MS. SANDERS: Again, we've had tough conversations with Russia. We've been tough on them with our policy. As I stated this morning, we can be tough on more than one country at a time, and that's exactly what we're doing.
Q: Thanks, Sarah. Could you explain a little bit of the threshold that the President has for taking away a former official's security clearance? Is it his position then that any former Obama administration official who holds clearance and does make political statements about him should have their clearance revoked? Or is it just limited to the names right now that you read?
MS. SANDERS: As of right now, we are exploring the mechanism on those specific names. I'll keep you posted when there's further information.
Q: Thanks a lot, Sarah. The language the President used in the tweet that he sent out last night was very similar to the language he used last August in New Jersey, when he spoke of fire and fury being rained down on North Korea. And, of course, that led to a one-on-one meeting the President ultimately had with Kim Jong Un. Is the President open to diplomacy with Iran, meeting perhaps one-on-one with President Rouhani?
MS. SANDERS: I'm not going to negotiate what the specifics that the President or the administration will be looking at. Again, our goal is to stop Iran from nuclear weapons, and we'll keep you posted as we move through that process.
Q: Can I ask you about your statement regarding Judge Kavanaugh, I think you made at the very top? There is one Republican senator who says he's undecided. Well, there's a few that say they're undecided. But Rand Paul, in particular, says, "I'm honestly undecided. I am very concerned about his position on privacy and the Fourth Amendment." Are you concerned about losing Rand Paul once this vote for Judge Kavanaugh ultimately gets to the floor of the Senate?

Goals:
a. Copy the briefing transcript from "Q: Thanks a" up to and including "through that process.".
b. According to the briefing transcript, where was the President last August when he spoke of fire and fury being rained down on North Korea?

Entries provided:

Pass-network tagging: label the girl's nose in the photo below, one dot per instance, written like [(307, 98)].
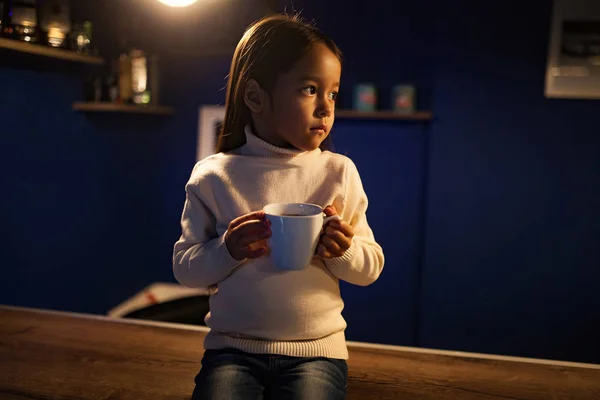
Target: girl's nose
[(324, 111)]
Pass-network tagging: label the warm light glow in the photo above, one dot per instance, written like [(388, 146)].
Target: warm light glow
[(178, 3)]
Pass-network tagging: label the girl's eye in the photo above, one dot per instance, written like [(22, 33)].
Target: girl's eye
[(310, 90)]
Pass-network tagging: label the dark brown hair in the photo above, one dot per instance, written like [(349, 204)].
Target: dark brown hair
[(269, 48)]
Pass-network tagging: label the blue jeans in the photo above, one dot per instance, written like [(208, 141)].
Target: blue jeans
[(230, 374)]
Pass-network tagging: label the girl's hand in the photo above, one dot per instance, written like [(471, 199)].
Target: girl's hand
[(337, 236), (245, 233)]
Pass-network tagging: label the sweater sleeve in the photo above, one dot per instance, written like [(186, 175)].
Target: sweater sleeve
[(200, 256), (363, 262)]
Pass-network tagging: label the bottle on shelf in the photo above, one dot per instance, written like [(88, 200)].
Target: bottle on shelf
[(55, 22), (125, 82)]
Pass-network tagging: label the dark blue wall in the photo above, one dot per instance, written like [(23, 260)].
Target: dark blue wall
[(488, 215)]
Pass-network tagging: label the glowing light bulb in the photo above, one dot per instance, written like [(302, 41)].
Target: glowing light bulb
[(178, 3)]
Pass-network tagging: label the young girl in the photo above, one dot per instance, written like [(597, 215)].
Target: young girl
[(274, 334)]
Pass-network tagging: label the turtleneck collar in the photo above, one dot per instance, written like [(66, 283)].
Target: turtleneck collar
[(257, 147)]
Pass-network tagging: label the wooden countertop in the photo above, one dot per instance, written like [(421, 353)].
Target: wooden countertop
[(54, 355)]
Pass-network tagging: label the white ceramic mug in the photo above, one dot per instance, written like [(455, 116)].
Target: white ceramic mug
[(296, 228)]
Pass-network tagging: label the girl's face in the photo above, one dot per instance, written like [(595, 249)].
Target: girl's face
[(301, 111)]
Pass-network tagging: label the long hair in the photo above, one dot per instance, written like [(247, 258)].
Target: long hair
[(269, 48)]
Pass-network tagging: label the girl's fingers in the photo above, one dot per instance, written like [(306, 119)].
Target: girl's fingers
[(323, 252), (343, 227), (342, 240), (329, 211), (249, 232), (332, 246), (261, 251)]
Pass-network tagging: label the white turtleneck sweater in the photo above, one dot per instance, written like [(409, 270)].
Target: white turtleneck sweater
[(253, 306)]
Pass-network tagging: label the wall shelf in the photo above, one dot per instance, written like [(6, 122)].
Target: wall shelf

Outputs in order:
a.
Q: Thanks a lot, Sarah. The language the President used in the tweet that he sent out last night was very similar to the language he used last August in New Jersey, when he spoke of fire and fury being rained down on North Korea. And, of course, that led to a one-on-one meeting the President ultimately had with Kim Jong Un. Is the President open to diplomacy with Iran, meeting perhaps one-on-one with President Rouhani?
MS. SANDERS: I'm not going to negotiate what the specifics that the President or the administration will be looking at. Again, our goal is to stop Iran from nuclear weapons, and we'll keep you posted as we move through that process.

b. New Jersey.